Exercise requirements —
• A. In the essay below on why a good marriage will break your heart, what does the author give as the reason there are so many mediocre marriages?
• B. Pick up the essay below on why a good marriage will break your heart and carry it forward from its final sentence.

Provided passage —
Monday, June 30, 2014

Why a Good Marriage Will Break Your Heart

Loving is not for the weak. We encourage people to love and desire their partner, never realizing what we’re encouraging them to do. Desire involves wanting and longing. Who among us really wants to want? Who is ready to crave their partner, without the guarantee that the partner will always be there to satisfy their longings?

The reason there are so many mediocre marriages isn’t because so many people are pathological or have imaginary family “diseases”. It’s because the really good marriages will break your heart.

In a long-term marriage, one partner will bury the other. The more a person wants and loves a partner, the more painful it will be when he or she loses them. There are all too few people developed enough to stand by themselves, hold their own hand through the loss of a partner, and accept Life on its own terms. That’s why desire problems are so common. This situation also spells out its solution. It’s not negotiation. It’s not compromise. It’s not a sexual technique. It’s growing up to the point that you’re willing to tolerate the loss of a beloved irreplaceable partner.

There’s only one way to avoid that inevitable loss, and many people follow that strategy: Don’t love your partner too well, so that by the time they die, they won’t mean that much to you anymore.

Information shown —
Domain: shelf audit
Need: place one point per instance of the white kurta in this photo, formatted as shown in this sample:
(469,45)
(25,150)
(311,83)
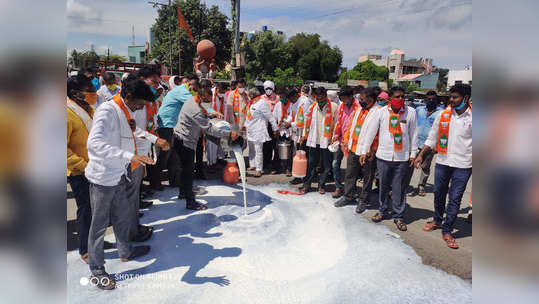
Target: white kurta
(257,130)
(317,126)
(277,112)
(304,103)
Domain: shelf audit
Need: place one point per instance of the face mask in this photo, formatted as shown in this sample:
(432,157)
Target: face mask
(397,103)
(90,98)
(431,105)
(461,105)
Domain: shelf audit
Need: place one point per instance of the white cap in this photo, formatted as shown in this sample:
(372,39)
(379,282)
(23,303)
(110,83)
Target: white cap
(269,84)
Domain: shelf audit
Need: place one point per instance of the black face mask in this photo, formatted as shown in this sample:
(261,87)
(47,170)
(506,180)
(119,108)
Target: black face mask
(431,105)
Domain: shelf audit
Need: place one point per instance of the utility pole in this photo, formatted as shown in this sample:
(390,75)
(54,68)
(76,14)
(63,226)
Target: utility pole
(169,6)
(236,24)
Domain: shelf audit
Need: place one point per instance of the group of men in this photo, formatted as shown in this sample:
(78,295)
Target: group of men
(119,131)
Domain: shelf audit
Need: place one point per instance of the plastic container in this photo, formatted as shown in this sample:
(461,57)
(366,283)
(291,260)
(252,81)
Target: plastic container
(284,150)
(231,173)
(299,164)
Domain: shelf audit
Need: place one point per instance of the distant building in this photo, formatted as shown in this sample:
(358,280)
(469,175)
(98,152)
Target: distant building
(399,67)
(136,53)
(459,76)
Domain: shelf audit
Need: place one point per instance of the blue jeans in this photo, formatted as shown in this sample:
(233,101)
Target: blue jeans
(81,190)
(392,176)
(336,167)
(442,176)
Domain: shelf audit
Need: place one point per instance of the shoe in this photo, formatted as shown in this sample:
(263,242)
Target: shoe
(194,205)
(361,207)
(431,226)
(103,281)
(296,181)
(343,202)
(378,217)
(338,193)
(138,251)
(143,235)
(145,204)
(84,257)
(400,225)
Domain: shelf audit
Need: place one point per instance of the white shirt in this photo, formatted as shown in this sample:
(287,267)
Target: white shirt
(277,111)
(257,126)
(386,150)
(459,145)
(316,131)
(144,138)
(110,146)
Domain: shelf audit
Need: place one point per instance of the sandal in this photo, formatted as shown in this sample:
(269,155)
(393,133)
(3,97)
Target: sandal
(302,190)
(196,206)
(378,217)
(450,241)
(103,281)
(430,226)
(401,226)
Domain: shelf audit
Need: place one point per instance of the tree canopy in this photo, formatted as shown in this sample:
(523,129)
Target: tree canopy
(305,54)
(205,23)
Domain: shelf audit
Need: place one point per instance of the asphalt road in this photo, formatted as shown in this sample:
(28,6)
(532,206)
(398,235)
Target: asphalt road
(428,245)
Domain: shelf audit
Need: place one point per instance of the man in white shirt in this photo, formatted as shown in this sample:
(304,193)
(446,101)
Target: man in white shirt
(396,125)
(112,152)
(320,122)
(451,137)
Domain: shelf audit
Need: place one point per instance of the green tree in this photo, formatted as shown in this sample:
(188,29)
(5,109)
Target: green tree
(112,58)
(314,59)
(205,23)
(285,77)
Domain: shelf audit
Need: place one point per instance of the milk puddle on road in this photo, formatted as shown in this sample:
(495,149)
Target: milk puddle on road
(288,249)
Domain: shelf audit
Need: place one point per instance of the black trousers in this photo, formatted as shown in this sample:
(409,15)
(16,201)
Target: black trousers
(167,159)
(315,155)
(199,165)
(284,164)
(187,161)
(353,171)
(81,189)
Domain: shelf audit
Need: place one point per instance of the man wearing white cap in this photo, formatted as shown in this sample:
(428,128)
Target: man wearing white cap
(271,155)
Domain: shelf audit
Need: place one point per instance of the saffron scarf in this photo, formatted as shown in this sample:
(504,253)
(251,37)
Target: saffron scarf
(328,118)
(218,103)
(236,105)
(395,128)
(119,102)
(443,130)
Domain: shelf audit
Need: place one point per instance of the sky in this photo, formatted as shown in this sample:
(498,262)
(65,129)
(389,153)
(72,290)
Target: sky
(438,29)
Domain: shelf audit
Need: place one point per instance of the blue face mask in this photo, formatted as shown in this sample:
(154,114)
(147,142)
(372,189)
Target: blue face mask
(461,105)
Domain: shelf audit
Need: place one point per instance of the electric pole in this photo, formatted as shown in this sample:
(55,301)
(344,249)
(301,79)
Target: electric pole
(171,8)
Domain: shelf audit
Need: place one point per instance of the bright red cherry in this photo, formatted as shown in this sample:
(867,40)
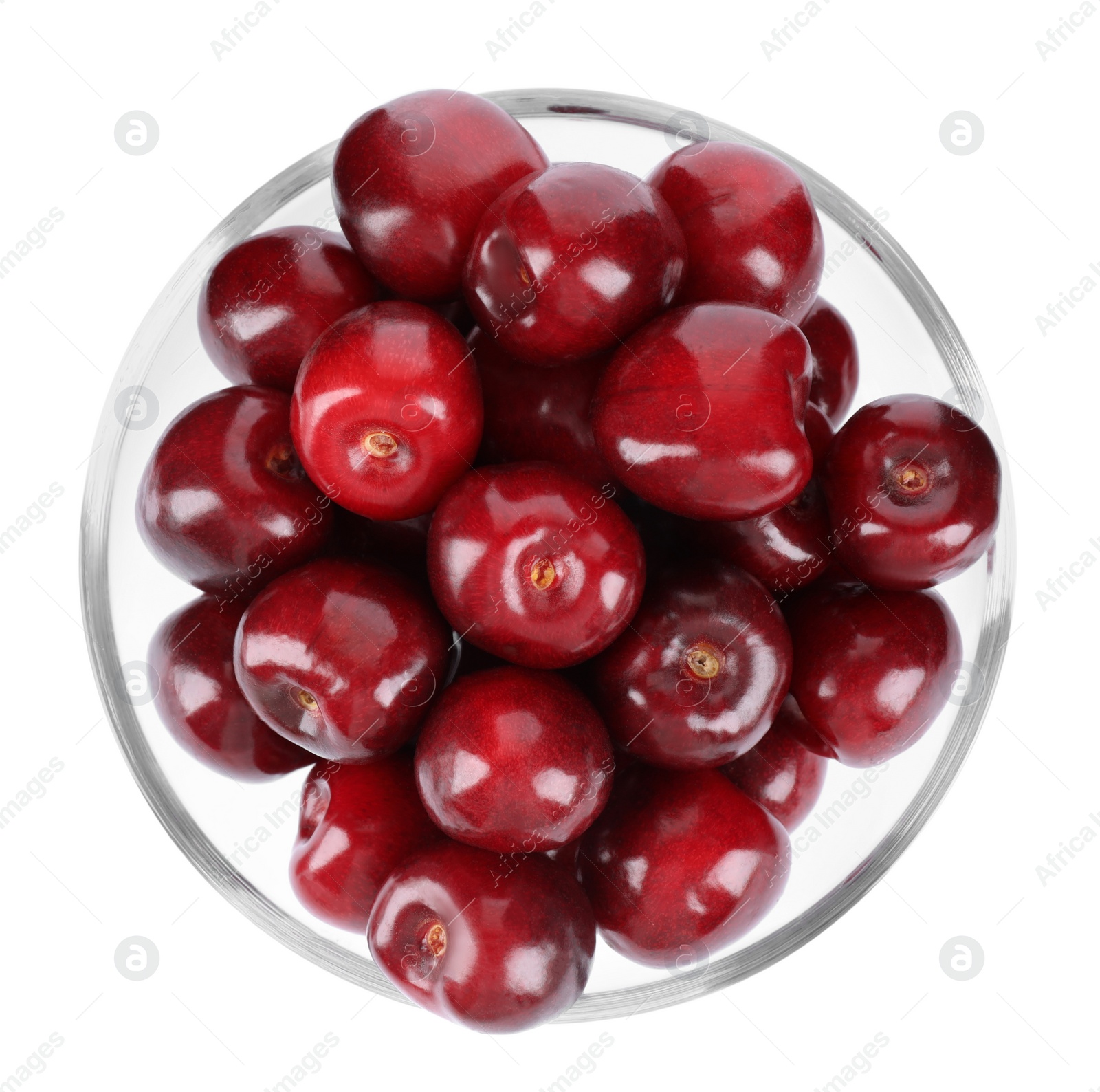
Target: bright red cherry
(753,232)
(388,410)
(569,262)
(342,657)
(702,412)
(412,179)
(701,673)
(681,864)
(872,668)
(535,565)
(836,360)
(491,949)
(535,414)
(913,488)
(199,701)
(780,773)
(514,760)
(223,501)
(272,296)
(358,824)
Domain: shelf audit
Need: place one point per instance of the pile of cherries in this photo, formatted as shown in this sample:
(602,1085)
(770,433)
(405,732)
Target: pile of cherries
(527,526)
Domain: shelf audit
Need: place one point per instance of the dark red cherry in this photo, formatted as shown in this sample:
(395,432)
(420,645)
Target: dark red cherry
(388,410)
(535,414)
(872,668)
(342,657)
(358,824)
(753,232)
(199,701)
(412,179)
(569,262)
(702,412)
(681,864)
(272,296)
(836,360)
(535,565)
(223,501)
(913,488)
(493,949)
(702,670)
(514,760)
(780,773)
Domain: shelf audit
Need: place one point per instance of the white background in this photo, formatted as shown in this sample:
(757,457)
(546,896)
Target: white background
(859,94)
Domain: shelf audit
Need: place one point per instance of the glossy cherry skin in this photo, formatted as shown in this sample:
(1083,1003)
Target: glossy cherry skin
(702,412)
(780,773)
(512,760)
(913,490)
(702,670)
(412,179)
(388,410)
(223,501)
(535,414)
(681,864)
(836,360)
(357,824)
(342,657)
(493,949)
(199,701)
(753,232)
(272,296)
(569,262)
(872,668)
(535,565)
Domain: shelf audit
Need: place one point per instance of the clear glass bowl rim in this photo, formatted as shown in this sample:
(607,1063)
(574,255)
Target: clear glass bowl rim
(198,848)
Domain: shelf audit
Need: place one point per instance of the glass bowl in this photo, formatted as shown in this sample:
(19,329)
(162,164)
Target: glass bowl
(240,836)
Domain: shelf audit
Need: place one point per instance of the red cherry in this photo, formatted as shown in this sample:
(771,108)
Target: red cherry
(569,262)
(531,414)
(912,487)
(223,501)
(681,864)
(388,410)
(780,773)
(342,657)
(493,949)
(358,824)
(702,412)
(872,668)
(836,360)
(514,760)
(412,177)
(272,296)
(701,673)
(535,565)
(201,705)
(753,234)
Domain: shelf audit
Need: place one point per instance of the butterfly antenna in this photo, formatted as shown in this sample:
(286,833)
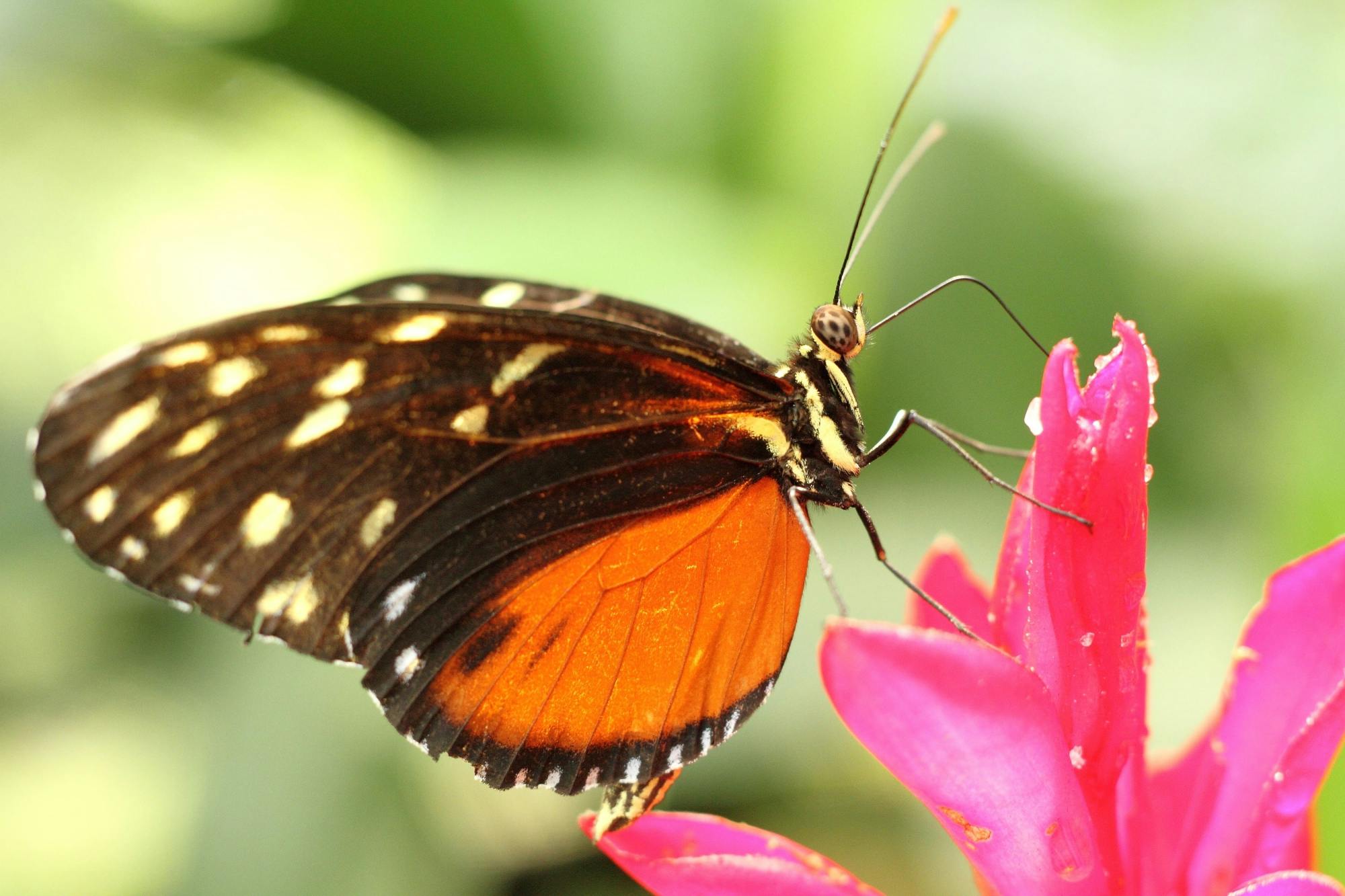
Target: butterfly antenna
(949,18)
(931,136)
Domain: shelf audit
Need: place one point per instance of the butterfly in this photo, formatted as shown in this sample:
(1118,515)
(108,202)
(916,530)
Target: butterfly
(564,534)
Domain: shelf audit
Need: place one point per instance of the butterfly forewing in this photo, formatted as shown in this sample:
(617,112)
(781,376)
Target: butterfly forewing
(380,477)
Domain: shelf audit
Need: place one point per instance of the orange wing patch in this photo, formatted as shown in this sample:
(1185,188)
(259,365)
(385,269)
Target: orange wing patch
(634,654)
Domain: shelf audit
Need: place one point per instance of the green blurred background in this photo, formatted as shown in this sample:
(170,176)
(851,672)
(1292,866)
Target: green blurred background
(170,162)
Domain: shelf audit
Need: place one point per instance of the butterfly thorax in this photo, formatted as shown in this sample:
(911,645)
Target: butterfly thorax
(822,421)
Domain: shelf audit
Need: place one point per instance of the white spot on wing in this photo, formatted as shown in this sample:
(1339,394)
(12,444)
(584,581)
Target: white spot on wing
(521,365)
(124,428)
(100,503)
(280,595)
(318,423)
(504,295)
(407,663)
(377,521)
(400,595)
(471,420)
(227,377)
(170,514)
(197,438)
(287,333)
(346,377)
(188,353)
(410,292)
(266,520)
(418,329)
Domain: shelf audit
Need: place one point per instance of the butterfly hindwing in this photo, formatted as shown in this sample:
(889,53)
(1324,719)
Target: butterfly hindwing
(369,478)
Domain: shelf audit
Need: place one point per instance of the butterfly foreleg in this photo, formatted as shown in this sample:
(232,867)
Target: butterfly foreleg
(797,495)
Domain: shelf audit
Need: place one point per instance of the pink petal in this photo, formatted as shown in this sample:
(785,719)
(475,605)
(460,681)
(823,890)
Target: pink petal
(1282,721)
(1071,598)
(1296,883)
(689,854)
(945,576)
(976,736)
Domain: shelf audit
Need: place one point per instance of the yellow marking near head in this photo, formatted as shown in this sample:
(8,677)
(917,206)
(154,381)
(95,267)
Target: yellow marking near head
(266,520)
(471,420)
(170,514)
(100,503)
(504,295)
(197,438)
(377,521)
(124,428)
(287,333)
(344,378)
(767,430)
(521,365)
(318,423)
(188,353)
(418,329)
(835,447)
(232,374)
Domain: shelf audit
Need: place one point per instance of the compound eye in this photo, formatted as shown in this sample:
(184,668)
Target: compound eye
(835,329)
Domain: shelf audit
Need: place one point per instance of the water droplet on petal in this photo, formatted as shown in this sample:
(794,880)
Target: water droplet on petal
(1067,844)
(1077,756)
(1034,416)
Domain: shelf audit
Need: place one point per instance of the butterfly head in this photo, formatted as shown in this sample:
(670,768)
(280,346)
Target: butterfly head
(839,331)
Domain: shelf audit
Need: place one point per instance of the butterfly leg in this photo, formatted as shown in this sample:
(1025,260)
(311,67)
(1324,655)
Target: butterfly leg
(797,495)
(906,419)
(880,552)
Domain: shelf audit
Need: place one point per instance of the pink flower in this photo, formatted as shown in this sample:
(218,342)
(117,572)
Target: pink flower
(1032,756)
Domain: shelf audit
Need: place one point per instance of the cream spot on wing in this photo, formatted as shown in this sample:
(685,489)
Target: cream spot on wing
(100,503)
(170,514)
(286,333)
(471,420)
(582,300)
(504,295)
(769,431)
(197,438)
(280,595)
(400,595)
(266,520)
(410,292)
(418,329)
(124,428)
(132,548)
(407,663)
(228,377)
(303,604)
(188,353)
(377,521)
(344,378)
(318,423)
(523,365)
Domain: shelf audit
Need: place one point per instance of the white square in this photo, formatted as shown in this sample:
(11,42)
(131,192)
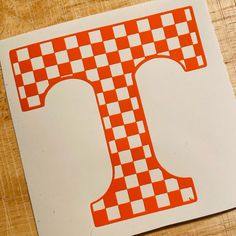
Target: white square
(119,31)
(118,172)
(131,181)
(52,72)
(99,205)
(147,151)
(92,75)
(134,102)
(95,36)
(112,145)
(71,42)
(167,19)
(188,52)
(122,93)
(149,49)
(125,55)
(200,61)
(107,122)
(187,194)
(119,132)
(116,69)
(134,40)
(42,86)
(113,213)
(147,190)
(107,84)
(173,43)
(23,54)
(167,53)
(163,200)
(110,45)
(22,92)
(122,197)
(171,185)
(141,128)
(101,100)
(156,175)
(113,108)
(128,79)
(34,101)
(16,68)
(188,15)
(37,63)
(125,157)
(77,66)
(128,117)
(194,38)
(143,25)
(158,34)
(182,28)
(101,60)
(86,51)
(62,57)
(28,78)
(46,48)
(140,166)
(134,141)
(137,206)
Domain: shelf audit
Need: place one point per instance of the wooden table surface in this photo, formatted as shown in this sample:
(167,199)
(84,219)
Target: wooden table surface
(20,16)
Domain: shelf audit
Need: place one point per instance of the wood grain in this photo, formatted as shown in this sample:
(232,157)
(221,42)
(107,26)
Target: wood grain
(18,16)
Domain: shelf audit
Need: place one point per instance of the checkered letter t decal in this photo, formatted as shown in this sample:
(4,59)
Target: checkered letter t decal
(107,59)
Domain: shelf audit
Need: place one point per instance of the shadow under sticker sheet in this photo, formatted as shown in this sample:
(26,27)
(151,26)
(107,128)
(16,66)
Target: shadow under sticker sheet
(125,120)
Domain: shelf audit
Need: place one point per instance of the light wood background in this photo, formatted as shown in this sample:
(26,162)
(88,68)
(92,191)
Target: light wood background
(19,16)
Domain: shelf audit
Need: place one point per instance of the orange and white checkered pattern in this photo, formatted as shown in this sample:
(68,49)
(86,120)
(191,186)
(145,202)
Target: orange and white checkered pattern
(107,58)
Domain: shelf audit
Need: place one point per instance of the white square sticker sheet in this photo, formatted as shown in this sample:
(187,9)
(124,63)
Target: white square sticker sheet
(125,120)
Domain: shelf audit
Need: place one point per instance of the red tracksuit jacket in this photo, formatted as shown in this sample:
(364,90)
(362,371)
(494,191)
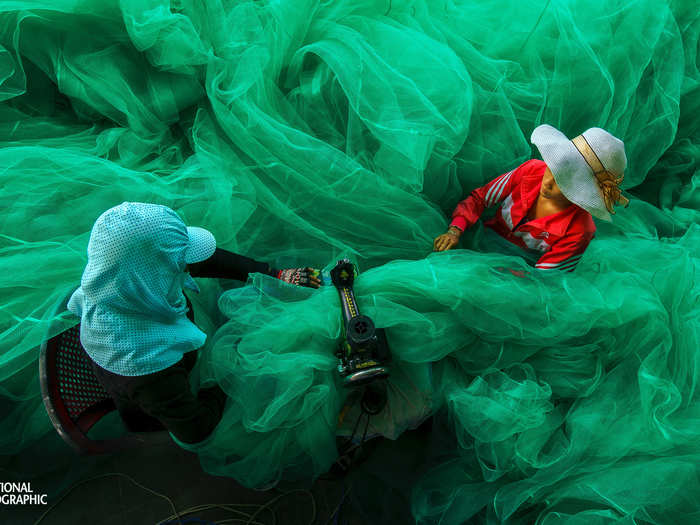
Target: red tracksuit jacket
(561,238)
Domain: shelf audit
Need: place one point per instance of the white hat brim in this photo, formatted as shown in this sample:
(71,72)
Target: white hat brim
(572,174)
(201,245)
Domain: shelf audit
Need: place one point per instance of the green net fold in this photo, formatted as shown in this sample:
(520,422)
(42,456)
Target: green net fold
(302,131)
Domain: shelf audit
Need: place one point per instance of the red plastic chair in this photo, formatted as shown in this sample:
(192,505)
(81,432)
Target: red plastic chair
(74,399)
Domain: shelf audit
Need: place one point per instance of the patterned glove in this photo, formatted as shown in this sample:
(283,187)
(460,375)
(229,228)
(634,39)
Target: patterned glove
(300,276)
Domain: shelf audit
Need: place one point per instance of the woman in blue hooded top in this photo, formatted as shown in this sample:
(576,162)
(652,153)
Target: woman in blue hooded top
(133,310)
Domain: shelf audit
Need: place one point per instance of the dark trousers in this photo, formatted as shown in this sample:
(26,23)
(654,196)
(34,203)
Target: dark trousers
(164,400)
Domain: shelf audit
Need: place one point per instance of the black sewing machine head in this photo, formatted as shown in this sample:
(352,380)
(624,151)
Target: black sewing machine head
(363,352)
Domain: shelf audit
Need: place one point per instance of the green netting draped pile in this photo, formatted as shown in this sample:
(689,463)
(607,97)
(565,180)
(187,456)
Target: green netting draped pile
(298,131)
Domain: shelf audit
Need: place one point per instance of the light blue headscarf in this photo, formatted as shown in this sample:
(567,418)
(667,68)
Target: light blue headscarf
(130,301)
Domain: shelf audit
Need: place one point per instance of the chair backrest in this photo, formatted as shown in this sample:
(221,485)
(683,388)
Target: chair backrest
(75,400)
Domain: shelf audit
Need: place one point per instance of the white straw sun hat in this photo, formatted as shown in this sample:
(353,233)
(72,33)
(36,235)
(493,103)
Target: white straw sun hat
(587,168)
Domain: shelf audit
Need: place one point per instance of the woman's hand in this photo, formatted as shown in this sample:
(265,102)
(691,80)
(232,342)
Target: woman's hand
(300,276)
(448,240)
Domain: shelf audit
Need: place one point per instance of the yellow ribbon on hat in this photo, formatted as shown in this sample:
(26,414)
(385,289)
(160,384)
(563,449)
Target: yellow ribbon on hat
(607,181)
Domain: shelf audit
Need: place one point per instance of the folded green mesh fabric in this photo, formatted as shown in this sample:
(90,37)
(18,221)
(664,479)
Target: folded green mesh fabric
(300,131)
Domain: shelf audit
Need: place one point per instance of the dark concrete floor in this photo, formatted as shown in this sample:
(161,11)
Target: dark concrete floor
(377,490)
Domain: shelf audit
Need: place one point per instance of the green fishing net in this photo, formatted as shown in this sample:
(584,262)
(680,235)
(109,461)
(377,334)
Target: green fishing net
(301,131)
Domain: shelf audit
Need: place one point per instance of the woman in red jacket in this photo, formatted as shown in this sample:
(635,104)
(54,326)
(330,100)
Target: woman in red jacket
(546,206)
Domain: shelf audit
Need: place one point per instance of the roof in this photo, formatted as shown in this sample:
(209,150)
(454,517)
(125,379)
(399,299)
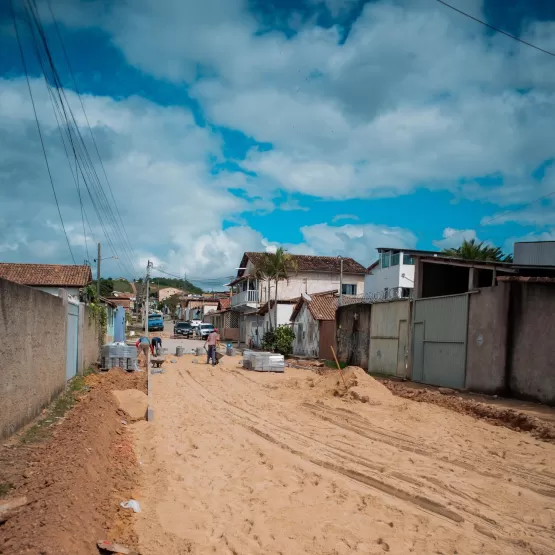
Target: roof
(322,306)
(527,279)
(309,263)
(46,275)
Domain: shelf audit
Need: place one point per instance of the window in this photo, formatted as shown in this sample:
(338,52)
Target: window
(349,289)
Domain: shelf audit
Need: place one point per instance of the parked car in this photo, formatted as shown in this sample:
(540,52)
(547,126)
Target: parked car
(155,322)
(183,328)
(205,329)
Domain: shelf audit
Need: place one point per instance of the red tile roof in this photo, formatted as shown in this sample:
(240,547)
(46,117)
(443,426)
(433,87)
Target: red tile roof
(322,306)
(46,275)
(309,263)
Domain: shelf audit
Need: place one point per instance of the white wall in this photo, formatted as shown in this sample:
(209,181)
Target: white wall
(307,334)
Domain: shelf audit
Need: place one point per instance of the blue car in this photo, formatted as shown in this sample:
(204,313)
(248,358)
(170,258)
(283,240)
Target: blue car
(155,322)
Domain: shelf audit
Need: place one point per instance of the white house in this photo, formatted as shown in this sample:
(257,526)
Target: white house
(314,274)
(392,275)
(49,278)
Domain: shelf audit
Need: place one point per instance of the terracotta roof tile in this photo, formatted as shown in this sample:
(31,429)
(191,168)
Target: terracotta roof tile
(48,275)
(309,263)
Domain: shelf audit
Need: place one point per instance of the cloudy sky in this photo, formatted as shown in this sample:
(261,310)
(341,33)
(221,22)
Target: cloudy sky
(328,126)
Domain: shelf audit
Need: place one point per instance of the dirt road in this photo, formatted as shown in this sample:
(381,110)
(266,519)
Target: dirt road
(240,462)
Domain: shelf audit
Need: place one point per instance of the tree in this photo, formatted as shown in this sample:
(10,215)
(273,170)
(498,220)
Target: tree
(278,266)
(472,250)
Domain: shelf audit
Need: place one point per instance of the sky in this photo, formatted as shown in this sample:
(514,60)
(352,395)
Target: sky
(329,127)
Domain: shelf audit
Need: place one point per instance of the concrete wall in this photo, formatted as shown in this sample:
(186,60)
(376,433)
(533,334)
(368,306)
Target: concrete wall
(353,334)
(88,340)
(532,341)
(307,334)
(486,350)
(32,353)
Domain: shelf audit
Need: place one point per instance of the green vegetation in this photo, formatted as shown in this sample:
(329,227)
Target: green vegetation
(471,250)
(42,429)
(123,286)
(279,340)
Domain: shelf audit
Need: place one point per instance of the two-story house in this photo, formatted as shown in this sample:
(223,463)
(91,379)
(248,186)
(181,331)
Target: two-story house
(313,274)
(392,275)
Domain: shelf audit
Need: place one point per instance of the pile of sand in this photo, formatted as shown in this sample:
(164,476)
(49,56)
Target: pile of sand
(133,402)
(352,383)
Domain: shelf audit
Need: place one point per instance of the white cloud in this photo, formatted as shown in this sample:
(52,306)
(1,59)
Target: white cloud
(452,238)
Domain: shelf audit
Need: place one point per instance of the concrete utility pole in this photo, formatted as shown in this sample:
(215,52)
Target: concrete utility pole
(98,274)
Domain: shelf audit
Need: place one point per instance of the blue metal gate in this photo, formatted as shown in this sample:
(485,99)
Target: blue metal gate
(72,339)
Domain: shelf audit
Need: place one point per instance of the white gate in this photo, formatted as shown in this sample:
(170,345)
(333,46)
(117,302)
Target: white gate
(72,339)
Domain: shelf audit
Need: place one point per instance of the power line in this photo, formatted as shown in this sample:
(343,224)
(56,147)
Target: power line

Answers provided —
• A. The really good marriages will break your heart.

• B.
Like many aspects of life, the choice is not whether or not you’re willing to be anxious. The choice is which anxiety you’re going to, and you’re going to have one of them, whether you like it or not. You can lose your partner a little everyday or all at once.

Nobody ever gets to have a better partner than they’re willing to give up.
Willingly loving someone, knowingly setting yourself up for loss- that’s hard for people. It goes beyond resolving sex problems or personal insecurities. It’s an issue of integrity.

Marriage is a people growing machine.
It pulls and it pushes you. It stretches you to the point where you can embrace the processes of Life and love on their own terms. Like intense intimacy and eroticism, real love is not for kids. It’s not for “wounded children” who can’t soothe themselves. It’s for adults only. We may not like the process, but it makes us capable of profound adult desire. It’s not a quick process and it’s not as simple as improving sex. We need to have more respect for those brave souls willing to risk a successful marriage.